TRECHO SELECIONADO -
————————

Refiro-me a “O Meu Lugar”, de autoria de Adair Dittrich (UNIUV – União da Vitória – 2016). Nascida em Marcílio Dias e médica de profissão, a autora é testemunha presencial de considerável período da história local em contato direto com o povo na sua lida cotidiana. Começa relembrando a instalação da família naquele distrito na luta árdua para a construção de um hotel e restaurante à margem da estrada de ferro, destacando a atividade de seus pais e a fama dos pastéis preparados pela mãe, sempre procurados pelos viajantes e ferroviários. Lembra, de passagem, a cerveja “Nó de Pinho” e as gasosas de “seu” Loefler, e que ainda conheci. Marcílio Dias se ligava a Canoinhas através de um ramal percorrido pelo Trenzinho, distinguindo-se do Trem Grande, aquele que fazia o trajeto entre Porto União e Mafra. Ali ela viveu inesquecíveis momentos de uma infância livre e feliz, relembrados com justificada saudade.

————————

[Dados de indicação de regiões]
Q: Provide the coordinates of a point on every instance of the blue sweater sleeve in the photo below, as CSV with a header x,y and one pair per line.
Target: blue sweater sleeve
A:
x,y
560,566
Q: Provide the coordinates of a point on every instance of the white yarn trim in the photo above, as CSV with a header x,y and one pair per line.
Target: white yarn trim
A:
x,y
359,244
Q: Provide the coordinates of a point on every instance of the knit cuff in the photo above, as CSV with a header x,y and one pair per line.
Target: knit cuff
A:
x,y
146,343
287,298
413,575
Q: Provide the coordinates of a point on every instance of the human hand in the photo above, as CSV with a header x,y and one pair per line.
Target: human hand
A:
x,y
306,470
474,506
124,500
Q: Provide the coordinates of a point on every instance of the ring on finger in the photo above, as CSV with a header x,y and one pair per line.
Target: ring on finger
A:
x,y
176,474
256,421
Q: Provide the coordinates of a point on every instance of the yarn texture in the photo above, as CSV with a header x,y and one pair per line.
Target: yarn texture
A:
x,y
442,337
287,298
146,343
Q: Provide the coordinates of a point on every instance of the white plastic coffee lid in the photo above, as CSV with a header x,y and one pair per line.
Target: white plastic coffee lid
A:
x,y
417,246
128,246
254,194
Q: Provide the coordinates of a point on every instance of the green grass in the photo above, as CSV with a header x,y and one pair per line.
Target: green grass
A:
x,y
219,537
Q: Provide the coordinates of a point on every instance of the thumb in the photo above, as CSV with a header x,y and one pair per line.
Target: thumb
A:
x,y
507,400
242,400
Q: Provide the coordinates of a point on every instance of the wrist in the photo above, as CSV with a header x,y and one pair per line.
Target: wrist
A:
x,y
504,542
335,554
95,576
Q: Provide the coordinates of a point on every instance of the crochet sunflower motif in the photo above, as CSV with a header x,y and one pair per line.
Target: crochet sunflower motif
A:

————————

LISTA DE TAREFAS -
a - Segundo o trecho sobre "O Meu Lugar", qual é a profissão da autora?
b - Por favor, traduza para o inglês esta frase do trecho sobre "O Meu Lugar": "Marcílio Dias se ligava a Canoinhas através de um ramal percorrido pelo Trenzinho, distinguindo-se do Trem Grande, aquele que fazia o trajeto entre Porto União e Mafra."
Responda com base apenas no trecho sobre "O Meu Lugar".

RESPOSTAS POR TAREFA -
a - Ela é médica.

b - Marcílio Dias was connected to Canoinhas by a branch line traveled by the Trenzinho, which was distinct from the Trem Grande, the one that made the run between Porto União and Mafra.